* Your goal
The entries below contain a stretch that opens with the line containing "# indicate a point on every instance of the sky" and closes with the line containing "# indicate a point on every instance of the white window"; set down that stretch exactly, both ends included, and nothing else.

---------- Input records

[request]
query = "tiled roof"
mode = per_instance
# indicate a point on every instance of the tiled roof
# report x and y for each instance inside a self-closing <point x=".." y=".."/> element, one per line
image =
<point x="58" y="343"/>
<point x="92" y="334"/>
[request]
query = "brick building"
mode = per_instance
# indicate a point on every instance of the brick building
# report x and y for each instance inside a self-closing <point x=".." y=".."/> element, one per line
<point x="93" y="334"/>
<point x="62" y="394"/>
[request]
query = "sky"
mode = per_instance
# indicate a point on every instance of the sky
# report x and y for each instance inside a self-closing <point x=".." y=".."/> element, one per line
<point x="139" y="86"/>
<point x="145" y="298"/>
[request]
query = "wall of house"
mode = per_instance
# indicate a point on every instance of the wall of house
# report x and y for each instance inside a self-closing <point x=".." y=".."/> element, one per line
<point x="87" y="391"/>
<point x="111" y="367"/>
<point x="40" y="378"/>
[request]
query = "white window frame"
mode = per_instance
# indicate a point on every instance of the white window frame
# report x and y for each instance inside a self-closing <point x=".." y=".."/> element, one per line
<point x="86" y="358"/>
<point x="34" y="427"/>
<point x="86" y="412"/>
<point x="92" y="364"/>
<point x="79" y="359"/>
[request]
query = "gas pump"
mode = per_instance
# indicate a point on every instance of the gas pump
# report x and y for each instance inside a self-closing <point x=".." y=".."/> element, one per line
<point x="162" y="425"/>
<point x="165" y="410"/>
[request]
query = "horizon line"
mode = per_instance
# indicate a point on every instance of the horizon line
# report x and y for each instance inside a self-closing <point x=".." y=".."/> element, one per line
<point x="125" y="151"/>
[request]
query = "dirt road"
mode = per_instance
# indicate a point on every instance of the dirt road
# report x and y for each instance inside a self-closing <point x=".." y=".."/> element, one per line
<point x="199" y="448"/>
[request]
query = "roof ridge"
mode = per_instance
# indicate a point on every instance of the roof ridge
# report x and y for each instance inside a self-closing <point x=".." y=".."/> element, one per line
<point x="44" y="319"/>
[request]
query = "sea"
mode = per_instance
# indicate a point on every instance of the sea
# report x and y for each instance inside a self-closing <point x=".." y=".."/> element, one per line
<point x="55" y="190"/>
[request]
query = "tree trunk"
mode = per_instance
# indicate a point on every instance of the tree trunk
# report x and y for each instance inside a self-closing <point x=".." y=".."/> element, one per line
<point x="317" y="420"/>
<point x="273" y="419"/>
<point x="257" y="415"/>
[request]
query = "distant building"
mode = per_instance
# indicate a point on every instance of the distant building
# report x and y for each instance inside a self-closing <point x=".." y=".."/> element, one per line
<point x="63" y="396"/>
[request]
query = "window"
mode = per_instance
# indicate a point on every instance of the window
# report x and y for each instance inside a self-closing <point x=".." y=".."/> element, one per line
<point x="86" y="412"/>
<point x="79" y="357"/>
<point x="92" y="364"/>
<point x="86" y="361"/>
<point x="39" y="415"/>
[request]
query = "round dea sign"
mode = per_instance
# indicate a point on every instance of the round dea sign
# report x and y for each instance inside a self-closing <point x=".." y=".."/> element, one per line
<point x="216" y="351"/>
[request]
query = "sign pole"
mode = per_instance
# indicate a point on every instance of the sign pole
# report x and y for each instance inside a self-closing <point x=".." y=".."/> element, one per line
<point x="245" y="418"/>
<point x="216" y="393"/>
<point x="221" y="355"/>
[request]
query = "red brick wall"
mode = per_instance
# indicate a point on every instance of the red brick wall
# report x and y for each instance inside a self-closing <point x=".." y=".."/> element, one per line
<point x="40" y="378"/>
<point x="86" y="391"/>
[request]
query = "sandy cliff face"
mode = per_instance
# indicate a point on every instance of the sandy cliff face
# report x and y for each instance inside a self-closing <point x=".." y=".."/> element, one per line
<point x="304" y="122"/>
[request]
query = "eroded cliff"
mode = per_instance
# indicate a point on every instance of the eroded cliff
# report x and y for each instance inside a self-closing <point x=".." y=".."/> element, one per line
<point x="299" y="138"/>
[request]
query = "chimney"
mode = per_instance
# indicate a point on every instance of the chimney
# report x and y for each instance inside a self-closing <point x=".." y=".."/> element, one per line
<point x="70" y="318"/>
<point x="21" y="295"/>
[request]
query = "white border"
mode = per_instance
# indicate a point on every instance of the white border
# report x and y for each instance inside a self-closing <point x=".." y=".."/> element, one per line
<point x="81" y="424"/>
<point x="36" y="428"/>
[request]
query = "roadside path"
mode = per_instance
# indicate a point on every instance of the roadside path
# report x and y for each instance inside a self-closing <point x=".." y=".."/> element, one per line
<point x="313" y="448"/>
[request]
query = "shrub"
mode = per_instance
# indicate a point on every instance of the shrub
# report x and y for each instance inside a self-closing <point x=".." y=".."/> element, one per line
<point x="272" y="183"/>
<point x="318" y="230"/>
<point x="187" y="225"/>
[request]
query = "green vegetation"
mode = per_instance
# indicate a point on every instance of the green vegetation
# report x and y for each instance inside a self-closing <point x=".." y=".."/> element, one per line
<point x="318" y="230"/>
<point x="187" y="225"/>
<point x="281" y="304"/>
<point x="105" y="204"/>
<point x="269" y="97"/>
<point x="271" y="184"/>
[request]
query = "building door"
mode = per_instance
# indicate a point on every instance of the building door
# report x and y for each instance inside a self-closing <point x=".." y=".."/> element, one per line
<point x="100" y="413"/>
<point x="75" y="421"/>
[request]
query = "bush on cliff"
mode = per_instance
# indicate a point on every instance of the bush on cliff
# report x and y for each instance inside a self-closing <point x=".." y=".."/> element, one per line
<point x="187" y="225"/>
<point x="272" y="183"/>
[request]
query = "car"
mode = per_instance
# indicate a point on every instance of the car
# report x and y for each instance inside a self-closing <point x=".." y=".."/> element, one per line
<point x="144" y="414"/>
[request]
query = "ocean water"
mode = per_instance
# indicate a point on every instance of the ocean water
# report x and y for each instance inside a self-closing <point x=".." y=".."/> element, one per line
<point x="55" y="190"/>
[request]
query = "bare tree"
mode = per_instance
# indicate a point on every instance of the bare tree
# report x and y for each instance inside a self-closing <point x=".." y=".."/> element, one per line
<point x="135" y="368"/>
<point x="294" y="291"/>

--------------------
---------- Input records

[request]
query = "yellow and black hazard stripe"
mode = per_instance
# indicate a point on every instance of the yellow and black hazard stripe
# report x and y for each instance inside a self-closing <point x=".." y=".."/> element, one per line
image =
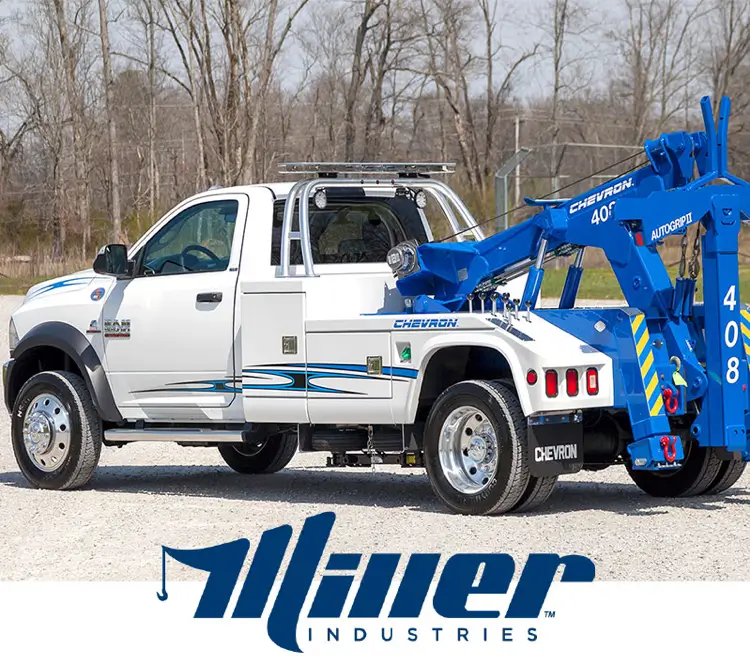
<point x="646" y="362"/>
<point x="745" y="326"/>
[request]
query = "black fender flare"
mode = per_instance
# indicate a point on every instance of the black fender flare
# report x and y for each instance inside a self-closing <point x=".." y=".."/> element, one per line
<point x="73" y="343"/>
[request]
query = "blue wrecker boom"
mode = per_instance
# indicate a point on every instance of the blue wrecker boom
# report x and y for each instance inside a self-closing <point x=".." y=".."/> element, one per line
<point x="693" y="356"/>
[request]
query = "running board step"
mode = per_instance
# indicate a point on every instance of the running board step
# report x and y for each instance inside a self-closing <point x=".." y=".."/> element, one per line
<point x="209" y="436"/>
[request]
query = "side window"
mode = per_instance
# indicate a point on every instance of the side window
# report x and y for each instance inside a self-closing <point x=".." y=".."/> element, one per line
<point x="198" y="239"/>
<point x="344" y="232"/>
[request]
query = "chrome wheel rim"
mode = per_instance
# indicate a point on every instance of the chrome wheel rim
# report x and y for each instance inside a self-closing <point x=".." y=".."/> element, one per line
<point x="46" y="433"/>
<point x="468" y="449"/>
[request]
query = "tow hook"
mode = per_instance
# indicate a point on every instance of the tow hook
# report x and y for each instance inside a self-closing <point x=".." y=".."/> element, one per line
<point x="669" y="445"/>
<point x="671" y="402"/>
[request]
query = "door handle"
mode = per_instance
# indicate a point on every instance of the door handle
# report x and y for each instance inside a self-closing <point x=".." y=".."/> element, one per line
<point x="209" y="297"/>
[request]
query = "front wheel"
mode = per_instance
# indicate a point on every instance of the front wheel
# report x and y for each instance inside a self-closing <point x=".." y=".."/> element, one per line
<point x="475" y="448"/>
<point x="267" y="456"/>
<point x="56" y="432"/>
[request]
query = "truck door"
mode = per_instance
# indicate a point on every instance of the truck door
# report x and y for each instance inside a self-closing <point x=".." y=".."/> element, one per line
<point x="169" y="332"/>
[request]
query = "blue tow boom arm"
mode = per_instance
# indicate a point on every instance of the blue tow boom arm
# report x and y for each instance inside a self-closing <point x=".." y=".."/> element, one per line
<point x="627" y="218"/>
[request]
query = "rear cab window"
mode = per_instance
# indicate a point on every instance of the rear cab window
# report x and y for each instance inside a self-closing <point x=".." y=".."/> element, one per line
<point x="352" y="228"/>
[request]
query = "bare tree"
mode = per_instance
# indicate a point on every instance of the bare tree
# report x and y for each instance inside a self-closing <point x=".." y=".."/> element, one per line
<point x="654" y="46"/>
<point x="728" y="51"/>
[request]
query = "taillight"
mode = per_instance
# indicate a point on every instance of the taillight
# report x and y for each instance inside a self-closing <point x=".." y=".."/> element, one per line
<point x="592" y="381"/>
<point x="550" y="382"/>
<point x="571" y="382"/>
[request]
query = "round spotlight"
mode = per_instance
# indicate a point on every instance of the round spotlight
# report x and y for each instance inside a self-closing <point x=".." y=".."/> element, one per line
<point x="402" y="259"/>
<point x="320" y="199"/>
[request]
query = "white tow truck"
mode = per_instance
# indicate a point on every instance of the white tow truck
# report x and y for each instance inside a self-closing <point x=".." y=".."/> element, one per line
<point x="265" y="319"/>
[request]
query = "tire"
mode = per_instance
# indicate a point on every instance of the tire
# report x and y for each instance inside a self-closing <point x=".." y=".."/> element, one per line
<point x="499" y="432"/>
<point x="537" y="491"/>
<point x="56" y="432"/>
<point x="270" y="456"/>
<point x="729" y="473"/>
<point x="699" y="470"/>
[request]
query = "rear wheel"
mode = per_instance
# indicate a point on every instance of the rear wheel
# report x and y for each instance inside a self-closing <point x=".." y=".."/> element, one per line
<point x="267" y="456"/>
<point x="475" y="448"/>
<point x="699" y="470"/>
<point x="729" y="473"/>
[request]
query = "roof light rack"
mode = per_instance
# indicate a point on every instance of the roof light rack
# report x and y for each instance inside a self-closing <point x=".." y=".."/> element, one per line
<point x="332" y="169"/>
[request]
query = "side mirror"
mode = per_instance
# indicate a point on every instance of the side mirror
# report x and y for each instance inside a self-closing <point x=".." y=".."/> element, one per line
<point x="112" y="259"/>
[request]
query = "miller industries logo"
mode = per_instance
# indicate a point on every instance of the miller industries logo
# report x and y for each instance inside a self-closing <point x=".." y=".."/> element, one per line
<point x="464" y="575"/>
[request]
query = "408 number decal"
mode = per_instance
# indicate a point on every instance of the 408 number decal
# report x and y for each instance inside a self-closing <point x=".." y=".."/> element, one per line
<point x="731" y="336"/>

--------------------

* Reply to the exercise
# indicate a point on every instance of the sky
# report x and y for each instance inside a self-closing <point x=".." y=".."/> element, one per line
<point x="139" y="86"/>
<point x="145" y="298"/>
[request]
query = "wall of house"
mode = per_instance
# indicate a point on every instance of the wall of house
# report x and y for each instance inside a self-closing <point x=".." y=".."/> element, one per line
<point x="87" y="391"/>
<point x="111" y="367"/>
<point x="40" y="378"/>
[request]
query = "white window frame"
mode = per_instance
# indicate a point on every instance of the white window frame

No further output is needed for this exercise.